*** Opening EXERCISE INPUTS ***

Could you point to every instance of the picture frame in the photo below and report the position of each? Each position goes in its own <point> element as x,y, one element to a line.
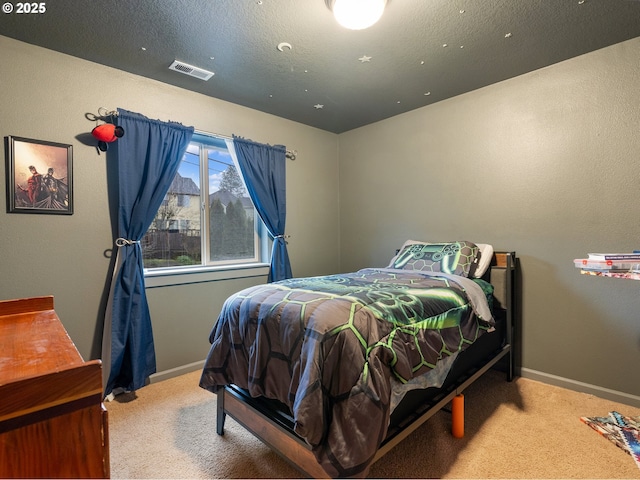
<point>39,176</point>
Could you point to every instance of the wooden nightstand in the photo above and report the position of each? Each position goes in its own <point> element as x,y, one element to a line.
<point>52,420</point>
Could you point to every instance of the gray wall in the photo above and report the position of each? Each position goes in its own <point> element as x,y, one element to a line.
<point>545,164</point>
<point>45,95</point>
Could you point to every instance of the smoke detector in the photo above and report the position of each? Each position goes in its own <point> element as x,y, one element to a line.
<point>190,70</point>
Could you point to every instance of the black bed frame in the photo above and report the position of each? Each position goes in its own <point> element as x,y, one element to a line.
<point>271,421</point>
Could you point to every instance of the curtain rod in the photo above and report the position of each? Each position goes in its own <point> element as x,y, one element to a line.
<point>103,113</point>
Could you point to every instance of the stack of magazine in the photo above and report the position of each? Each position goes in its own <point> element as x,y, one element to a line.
<point>623,431</point>
<point>610,263</point>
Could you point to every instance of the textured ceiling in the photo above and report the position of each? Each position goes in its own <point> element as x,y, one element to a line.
<point>420,52</point>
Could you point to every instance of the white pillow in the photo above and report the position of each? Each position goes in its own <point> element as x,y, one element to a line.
<point>486,254</point>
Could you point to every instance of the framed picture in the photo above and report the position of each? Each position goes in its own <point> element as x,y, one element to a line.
<point>39,176</point>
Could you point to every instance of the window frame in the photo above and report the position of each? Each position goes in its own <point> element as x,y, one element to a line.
<point>219,270</point>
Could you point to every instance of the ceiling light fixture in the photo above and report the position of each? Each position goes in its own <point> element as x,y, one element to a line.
<point>356,14</point>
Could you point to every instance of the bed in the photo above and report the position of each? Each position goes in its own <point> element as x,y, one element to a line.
<point>332,372</point>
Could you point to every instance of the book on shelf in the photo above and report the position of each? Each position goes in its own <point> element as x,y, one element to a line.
<point>607,265</point>
<point>615,256</point>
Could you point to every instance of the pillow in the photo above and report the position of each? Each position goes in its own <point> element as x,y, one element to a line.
<point>457,258</point>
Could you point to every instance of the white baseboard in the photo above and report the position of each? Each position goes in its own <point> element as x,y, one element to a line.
<point>176,372</point>
<point>614,395</point>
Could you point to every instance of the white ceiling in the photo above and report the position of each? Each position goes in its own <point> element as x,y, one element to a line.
<point>420,52</point>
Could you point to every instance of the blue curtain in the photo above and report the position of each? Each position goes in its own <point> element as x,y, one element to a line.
<point>264,170</point>
<point>147,158</point>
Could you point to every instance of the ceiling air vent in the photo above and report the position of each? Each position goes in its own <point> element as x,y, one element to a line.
<point>190,70</point>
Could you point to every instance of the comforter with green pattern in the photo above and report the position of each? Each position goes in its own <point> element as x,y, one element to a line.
<point>328,346</point>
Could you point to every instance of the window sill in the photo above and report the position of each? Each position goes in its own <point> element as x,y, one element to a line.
<point>183,276</point>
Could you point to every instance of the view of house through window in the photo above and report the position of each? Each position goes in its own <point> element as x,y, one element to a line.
<point>207,217</point>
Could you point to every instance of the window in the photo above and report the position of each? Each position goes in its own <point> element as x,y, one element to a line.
<point>207,217</point>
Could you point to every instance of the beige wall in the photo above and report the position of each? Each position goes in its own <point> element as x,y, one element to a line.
<point>45,95</point>
<point>545,164</point>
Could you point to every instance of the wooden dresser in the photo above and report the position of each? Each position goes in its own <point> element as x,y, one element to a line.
<point>52,420</point>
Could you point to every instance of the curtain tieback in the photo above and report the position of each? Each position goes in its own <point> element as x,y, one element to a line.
<point>123,242</point>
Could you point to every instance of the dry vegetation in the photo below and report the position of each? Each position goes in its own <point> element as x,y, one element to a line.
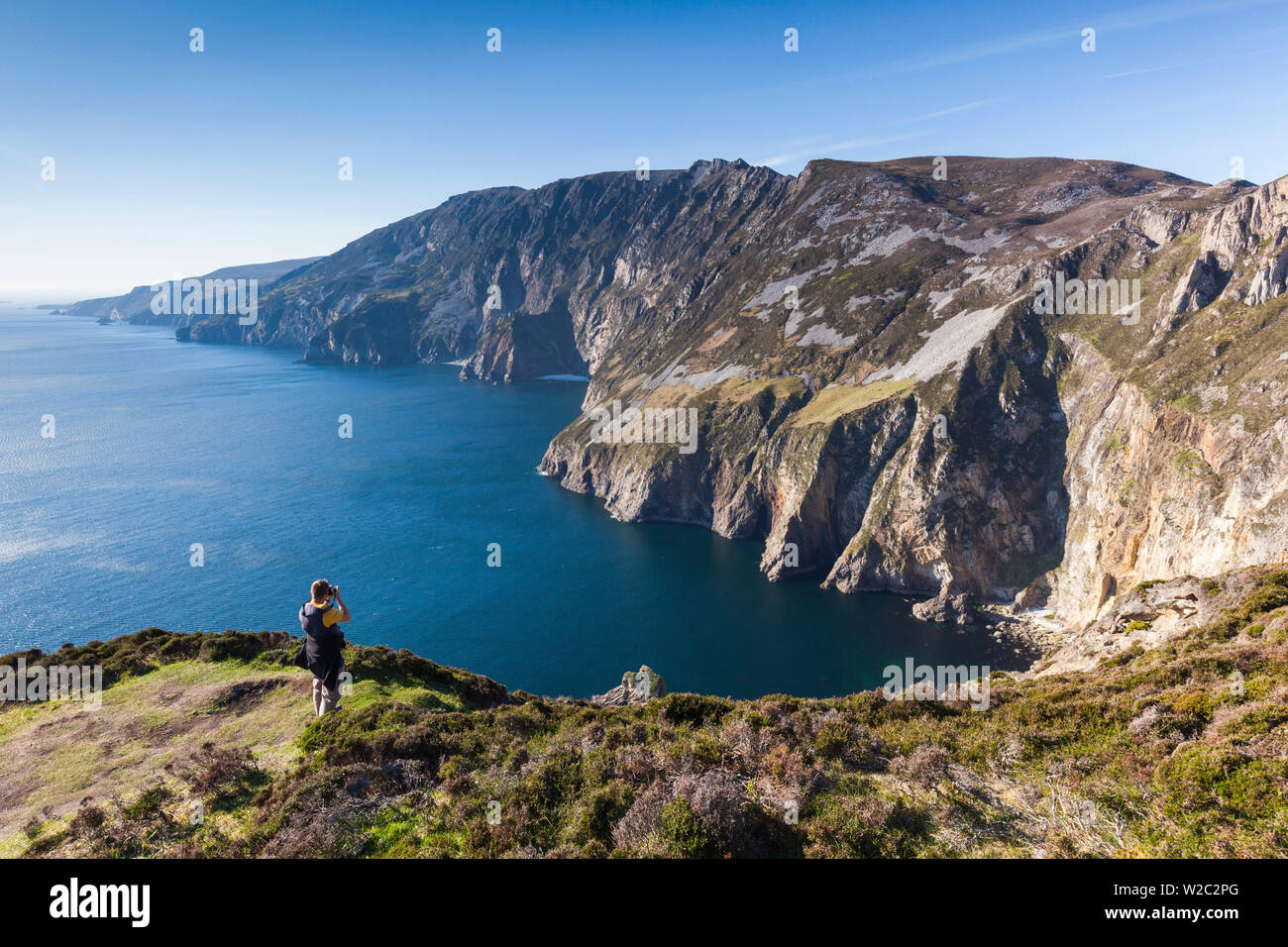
<point>1176,751</point>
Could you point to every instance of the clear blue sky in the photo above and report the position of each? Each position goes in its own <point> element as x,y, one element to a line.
<point>168,159</point>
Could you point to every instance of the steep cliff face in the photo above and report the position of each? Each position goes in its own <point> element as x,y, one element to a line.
<point>136,305</point>
<point>898,379</point>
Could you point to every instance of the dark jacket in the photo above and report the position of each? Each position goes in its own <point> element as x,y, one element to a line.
<point>322,644</point>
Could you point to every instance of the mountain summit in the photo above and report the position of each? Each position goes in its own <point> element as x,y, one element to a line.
<point>1039,380</point>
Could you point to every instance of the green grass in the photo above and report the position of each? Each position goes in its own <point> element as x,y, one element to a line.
<point>1153,754</point>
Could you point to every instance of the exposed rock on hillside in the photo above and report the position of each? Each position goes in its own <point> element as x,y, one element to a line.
<point>877,394</point>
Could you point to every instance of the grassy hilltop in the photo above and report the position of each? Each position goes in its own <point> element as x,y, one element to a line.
<point>1154,753</point>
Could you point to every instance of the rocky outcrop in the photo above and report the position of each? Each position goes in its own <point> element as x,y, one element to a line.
<point>875,390</point>
<point>136,305</point>
<point>636,686</point>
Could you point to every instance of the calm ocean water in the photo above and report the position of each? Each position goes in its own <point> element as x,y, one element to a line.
<point>161,445</point>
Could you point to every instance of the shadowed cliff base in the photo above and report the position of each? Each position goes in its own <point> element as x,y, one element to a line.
<point>1177,750</point>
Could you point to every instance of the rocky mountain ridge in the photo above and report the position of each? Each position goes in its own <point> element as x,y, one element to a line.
<point>880,398</point>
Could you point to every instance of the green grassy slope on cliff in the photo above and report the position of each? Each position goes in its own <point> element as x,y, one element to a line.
<point>1176,751</point>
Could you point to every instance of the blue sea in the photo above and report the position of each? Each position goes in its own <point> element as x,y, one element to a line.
<point>159,447</point>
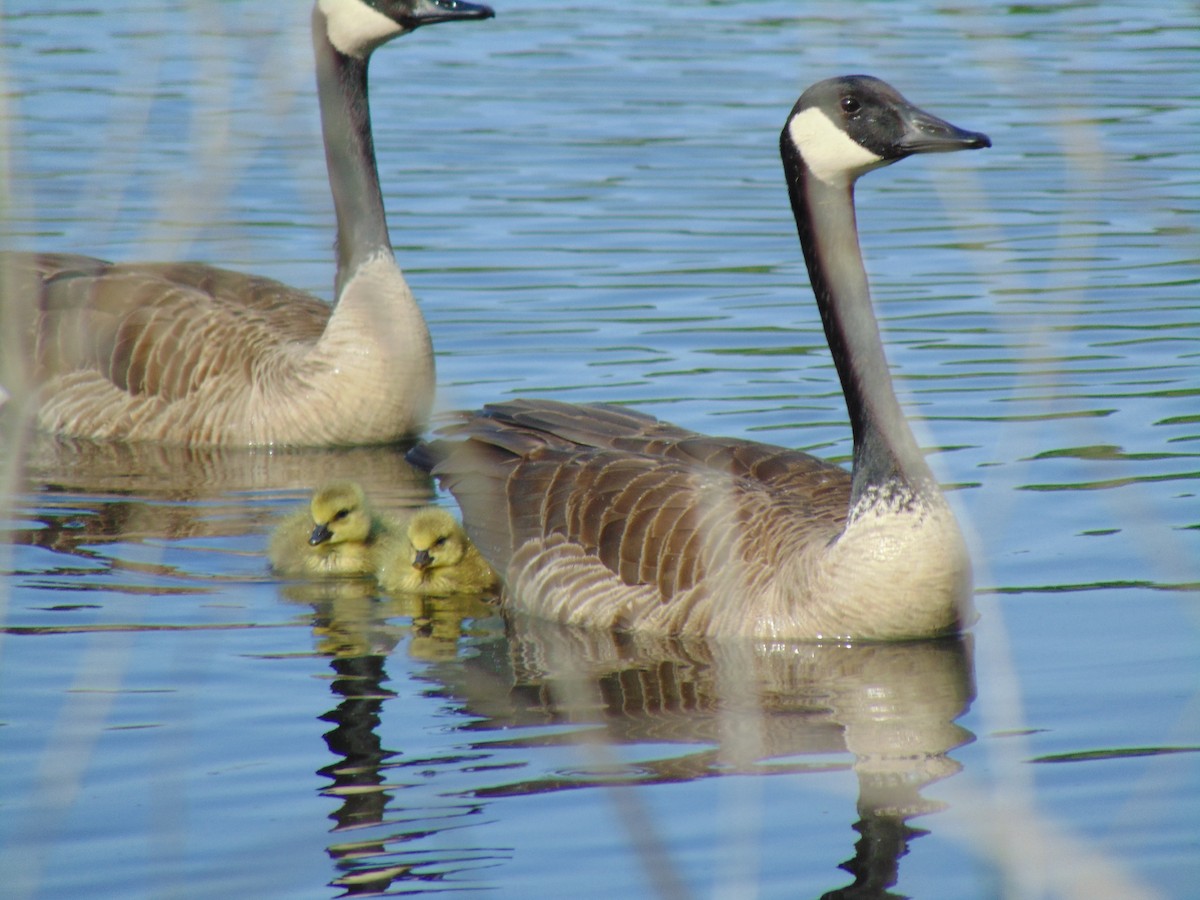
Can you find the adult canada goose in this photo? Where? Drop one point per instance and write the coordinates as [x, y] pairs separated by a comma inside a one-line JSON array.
[[191, 354], [432, 555], [605, 517], [337, 534]]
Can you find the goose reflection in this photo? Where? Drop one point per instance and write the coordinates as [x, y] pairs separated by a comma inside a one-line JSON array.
[[761, 709], [886, 712]]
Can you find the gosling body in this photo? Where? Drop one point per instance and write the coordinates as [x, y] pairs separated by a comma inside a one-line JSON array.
[[432, 555], [336, 535]]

*** Closing EXERCISE INPUTS ***

--- EXERCISE REQUIREMENTS ---
The whole of the data needs to be copied word for word, though not its pictures.

--- COMPLETED EXERCISE ---
Could you point to every instance of the picture frame in the photo below and report the position of each? Each position goes in its own <point> element as x,y, one element to a line.
<point>39,176</point>
Could you point to every instance of the wooden nightstand in the photo above and report the position of each? Each position goes in its own <point> element as x,y, one element to a line.
<point>52,420</point>
Could you point to every instance of the gray wall in the photo above and report the position of each? Each position goes in its own <point> element as x,y, one element to a line.
<point>545,164</point>
<point>45,95</point>
Could you point to every instance of the smoke detector in the photo above and report the position of each? Each position goes in its own <point> element as x,y, one element to a line.
<point>190,70</point>
Could you point to every instance of the black bed frame in the photo above and report the position of each? Each position goes in its own <point> element as x,y, one element to a line.
<point>271,421</point>
Could you point to every instance of the curtain rod in the photo above and report the position of each? Each position goes in its own <point> element as x,y, one element to a line.
<point>103,113</point>
Could you point to every instance of the stack of magazine in the photo above and report the position of each? Each position goes in its own <point> element as x,y, one element to a line.
<point>623,431</point>
<point>610,263</point>
Could you point to every instance of the textured ceiling in the photo above and report the position of each? Each position goes in its own <point> element as x,y, one element to a line.
<point>420,52</point>
Could you point to every instance of the white pillow in the photo above and report the position of each? Each position goes in its own <point> element as x,y, one element to a line.
<point>486,254</point>
Could you point to every instance of the framed picture in the photo above and report the position of each? Each position goes in its own <point> element as x,y, one element to a line.
<point>39,176</point>
Could you point to every instance of the window frame in the photo above and report the position of each? Each position goes in its own <point> element as x,y, one element to a line.
<point>219,270</point>
Could you point to every instance of the ceiling light fixture in the photo above and report the position of each? Each position goes in its own <point> element as x,y, one element to a line.
<point>356,14</point>
Could you point to every instance of the bed in the photo above and report the position of each? Each position goes in its own <point> element as x,y, one element to a line.
<point>332,372</point>
Could you point to every instance of the book on shelf in the photo above and report the position of each? Each position goes in its own <point> element as x,y, one element to a line.
<point>607,265</point>
<point>615,256</point>
Could you point to every instance of the pillow in the photo above and report the position of each? Each position goes in its own <point> element as x,y, one element to a line.
<point>457,258</point>
Could you point to every instance of the white baseboard in the photo above and report the position of each? Each position goes in its own <point> element as x,y, one element to a line.
<point>176,372</point>
<point>614,395</point>
Could you point to every instance of the white ceiling in the photo above and report the position of each? Each position goes in its own <point> element as x,y, one element to a line.
<point>420,52</point>
Could you point to every instance of the blue curtain in the photo above and report the position of each? Each position goes in its own <point> element as x,y, one element to a line.
<point>264,170</point>
<point>147,158</point>
Could you point to every instance of the ceiling air vent in the photo above and report the position of each? Each position goes in its own <point> element as x,y, one element to a line.
<point>190,70</point>
Could you point to every instance of the comforter with green pattern in the photo above and report the position of each? Each position goes in its own <point> element as x,y, one element to a line.
<point>328,346</point>
Could you point to every instance of the window sill in the photo above and report the position of each? Each position goes in its own <point> element as x,y, one element to a line.
<point>183,276</point>
Could you point to every instance of the view of house through window in the photo above and report the position of each? Each position goes in its own <point> element as x,y, one element to a line.
<point>207,217</point>
Could you point to every instance of the window in the photo above and report the position of each? Each position goes in its own <point> element as x,y, one element to a line.
<point>207,217</point>
Could you point to every instance of the beige wall in the photo above and report the position of each? Each position goes in its own <point> element as x,y, one element to a line.
<point>45,95</point>
<point>545,164</point>
Could you point to every instance of the wooden dresser in the photo above and report the position of each? Each position goes in its own <point> element as x,y, one element to a line.
<point>52,420</point>
Could you point to every instance of the curtain tieback in the photo above and report the position of each? Each position goes in its own <point> element as x,y, one element to a line.
<point>123,242</point>
Could you point to every instance of the dry vegetation in the photo below and report the position of each? Each position goes in its own <point> element as x,y, one element to a line.
<point>1176,751</point>
Could you point to every instance of the clear blue sky in the photo above and report the position of each? Each position goes in its own <point> element as x,y, one element to a line.
<point>168,159</point>
Could you point to every instance of the steep cliff face in the photo above and report the position of each? Each position goes in its own <point> element as x,y, one element to a line.
<point>136,305</point>
<point>898,379</point>
Could you point to every instance of the dark jacket in the photo above and report the position of each? Each position goes in its own <point> element as x,y, one element to a line.
<point>322,644</point>
Could you point to every instance of the mountain summit in the photo above and report the position of each? Each position goes in its own <point> element as x,y, one element to a line.
<point>1039,380</point>
Could you point to every instance of the green grass in the photo above and report the position of each? Each position goes in its own <point> element as x,y, one element to a line.
<point>1153,754</point>
Could you point to every instance of the exposed rock on hillside in the photo above and report the position of each? Each position goes in its own <point> element as x,y, one element to a line.
<point>877,394</point>
Could you point to every instance of the grassy hilltop in the photo above and report the position of each? Each position goes in its own <point> element as x,y, one element to a line.
<point>1154,753</point>
Could you point to every instance of the rocky outcrop in the photo above and report the position of each? Each position goes in its own <point> element as x,y, one element to a line.
<point>875,390</point>
<point>136,305</point>
<point>636,686</point>
Could you point to every instance of the calm ocean water in the photo above and report the position of each? Each position goes in its own <point> element as x,y, one element to a line.
<point>161,445</point>
Could you point to every instance of the shadowed cliff base in the photo above and report the position of each? Each position goes in its own <point> element as x,y, one element to a line.
<point>1177,750</point>
Could you point to every instance of the rocky mountain ridge in the photo above and report the position of each? Each position goes in its own <point> element as x,y, one element to a line.
<point>880,398</point>
Could you point to every instance of the green grassy slope on cliff in the photo above and report the position of each? Each position goes in its own <point> element as x,y, one element to a line.
<point>1176,751</point>
Could you point to every instance of the blue sea in the photo above and report the position of each? Each position goes in its own <point> element as x,y, one element to a line.
<point>159,447</point>
Can you find the adult canada goose in this photo? Where? Drop one point per instance and write the coordinates as [x, y] pairs separated by a comma inside a one-line JSON array.
[[191, 354], [432, 555], [605, 517], [337, 534]]
Can you find the goose reflection in this photo? Where? Drop one point per instance and write the coordinates as [x, y] pairs separated by a comma inside a one-line JSON array.
[[761, 709], [886, 712]]
Can you find the gosling body in this photo? Where? Drop one point per instance and write the coordinates as [x, y] pairs separated by a comma inside a one-line JSON array.
[[432, 555], [336, 535]]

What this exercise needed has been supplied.